● **JOB**
Copy the rows from the start through the line with "165,76 -> 260,143", keeping every line, and shift each detected box coordinate up by 63.

▽

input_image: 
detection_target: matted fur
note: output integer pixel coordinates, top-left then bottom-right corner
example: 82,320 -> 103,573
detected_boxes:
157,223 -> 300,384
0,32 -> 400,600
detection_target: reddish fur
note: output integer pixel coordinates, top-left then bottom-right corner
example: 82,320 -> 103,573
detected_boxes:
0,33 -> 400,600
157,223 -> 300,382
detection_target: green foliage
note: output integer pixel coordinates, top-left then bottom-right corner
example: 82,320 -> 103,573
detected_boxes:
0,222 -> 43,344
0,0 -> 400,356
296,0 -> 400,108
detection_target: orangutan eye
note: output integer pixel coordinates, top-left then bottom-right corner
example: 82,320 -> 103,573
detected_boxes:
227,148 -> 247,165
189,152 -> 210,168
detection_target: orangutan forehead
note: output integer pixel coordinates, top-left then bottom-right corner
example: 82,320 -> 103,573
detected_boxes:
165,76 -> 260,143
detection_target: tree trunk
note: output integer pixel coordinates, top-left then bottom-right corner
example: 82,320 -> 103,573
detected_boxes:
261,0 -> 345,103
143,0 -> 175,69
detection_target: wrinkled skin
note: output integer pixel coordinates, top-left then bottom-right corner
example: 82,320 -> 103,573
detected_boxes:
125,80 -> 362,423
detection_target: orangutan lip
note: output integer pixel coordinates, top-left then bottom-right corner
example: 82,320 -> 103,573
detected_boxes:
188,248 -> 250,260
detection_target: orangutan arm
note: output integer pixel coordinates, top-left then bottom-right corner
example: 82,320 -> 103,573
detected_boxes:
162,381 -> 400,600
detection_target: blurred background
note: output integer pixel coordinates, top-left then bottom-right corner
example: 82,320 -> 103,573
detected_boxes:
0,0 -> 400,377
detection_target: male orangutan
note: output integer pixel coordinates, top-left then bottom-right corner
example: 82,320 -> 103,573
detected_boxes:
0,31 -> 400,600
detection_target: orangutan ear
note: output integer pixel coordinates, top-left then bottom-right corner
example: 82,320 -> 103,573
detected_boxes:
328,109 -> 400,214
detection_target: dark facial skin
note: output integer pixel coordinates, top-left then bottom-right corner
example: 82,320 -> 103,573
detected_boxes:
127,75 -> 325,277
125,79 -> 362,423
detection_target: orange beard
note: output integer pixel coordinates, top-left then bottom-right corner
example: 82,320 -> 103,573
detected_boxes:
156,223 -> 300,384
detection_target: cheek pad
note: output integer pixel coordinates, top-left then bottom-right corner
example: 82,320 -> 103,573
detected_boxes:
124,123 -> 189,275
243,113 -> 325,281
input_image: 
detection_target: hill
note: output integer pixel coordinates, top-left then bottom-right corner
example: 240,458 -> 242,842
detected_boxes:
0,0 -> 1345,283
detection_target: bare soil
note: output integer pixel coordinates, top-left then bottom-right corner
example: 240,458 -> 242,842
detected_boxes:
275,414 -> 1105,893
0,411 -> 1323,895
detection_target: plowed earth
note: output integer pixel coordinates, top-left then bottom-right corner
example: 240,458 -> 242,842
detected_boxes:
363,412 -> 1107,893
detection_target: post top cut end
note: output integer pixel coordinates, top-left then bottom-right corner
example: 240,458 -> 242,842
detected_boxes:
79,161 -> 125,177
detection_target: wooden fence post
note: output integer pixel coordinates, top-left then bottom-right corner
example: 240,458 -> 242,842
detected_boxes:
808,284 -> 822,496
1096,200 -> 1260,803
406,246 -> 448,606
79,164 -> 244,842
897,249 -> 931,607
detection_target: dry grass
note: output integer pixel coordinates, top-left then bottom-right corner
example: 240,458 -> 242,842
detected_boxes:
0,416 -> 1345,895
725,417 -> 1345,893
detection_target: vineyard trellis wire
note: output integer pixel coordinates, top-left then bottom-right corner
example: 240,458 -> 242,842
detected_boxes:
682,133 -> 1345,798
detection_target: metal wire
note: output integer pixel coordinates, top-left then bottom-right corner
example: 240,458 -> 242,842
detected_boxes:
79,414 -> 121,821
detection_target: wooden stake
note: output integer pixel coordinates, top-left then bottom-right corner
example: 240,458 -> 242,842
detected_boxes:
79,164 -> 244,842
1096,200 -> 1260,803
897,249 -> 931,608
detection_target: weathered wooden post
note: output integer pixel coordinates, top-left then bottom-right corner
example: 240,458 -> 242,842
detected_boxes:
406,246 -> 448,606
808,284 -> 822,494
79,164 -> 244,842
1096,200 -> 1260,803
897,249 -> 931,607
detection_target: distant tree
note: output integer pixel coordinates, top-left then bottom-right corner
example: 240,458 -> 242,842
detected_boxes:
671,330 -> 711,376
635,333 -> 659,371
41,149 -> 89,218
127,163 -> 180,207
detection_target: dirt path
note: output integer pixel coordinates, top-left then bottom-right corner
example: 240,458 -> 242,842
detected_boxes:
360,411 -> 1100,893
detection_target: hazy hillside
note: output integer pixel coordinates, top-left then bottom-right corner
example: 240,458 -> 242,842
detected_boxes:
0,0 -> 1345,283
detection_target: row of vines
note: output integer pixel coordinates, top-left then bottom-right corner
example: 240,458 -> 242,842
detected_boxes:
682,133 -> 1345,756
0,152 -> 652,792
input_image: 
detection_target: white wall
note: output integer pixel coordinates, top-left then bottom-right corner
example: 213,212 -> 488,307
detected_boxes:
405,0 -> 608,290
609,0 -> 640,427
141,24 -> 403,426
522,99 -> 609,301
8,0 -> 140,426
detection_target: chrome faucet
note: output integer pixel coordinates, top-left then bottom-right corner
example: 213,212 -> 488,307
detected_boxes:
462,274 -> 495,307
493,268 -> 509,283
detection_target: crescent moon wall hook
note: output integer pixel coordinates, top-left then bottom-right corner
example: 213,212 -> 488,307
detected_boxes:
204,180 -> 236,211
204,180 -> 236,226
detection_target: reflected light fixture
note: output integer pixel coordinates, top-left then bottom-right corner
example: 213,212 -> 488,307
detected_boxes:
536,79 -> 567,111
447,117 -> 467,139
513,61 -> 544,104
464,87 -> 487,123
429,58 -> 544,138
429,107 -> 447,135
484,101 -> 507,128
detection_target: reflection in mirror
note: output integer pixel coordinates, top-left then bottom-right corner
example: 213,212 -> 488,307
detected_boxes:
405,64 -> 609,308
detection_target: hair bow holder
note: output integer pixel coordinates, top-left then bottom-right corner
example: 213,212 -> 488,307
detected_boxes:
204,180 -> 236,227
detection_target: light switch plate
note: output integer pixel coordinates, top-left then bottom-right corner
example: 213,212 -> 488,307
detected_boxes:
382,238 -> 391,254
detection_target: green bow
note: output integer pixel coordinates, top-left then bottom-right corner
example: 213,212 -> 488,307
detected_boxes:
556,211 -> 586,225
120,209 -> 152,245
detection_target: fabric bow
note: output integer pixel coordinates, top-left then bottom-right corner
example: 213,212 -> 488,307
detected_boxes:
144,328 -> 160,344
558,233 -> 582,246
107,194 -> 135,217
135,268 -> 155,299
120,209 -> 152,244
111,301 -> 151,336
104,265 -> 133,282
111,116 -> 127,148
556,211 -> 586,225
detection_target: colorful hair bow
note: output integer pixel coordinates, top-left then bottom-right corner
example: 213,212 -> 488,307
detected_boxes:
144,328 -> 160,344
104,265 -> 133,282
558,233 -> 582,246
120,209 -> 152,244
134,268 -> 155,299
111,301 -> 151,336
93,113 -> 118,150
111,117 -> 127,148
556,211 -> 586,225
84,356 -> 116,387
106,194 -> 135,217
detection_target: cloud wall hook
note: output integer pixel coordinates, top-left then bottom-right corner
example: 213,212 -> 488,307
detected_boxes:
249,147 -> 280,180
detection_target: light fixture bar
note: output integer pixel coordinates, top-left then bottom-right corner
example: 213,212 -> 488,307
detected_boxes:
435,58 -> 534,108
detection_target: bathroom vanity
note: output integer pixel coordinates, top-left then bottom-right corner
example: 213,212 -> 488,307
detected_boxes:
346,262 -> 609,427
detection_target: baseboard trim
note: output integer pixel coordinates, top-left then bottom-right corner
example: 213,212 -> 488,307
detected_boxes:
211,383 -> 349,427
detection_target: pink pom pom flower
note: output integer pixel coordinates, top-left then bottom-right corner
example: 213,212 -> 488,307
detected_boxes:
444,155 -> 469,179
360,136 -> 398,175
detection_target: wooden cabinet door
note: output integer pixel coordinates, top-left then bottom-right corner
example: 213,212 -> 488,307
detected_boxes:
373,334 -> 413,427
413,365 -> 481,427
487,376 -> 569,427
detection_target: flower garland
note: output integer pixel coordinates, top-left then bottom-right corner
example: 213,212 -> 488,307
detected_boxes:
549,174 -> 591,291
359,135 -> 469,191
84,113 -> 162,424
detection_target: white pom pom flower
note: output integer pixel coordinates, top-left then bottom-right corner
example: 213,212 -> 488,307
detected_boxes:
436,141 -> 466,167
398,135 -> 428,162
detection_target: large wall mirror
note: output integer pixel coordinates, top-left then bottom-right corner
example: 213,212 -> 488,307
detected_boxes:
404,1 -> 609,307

△

● **WRITTEN SOLUTION**
input_image: 
detection_target: matted fur
note: output integer pixel coordinates, top-left then bottom-right corner
example: 82,320 -> 103,573
detected_boxes:
220,286 -> 363,447
63,95 -> 463,663
detection_target: reddish fur
note: output integer pixel coordinates, top-left then bottom-right corner
example: 82,320 -> 103,573
detected_boxes:
63,96 -> 463,663
220,286 -> 363,445
detection_target: green foliage
note: output integer pixel coordinates, top-left then bottom-right corner
example: 82,320 -> 103,573
detected_boxes:
63,285 -> 106,407
63,63 -> 463,419
359,63 -> 463,171
detection_target: orangutan eye
note: output integer pixel coordinates, top-left then bottom-right corner
example: 82,320 -> 103,573
detected_boxes:
290,211 -> 310,228
252,215 -> 273,231
detection_target: orangutan forehead
note: output integer pixel coordinates, top-left then bottom-right corner
example: 82,320 -> 103,573
detected_boxes:
228,139 -> 323,206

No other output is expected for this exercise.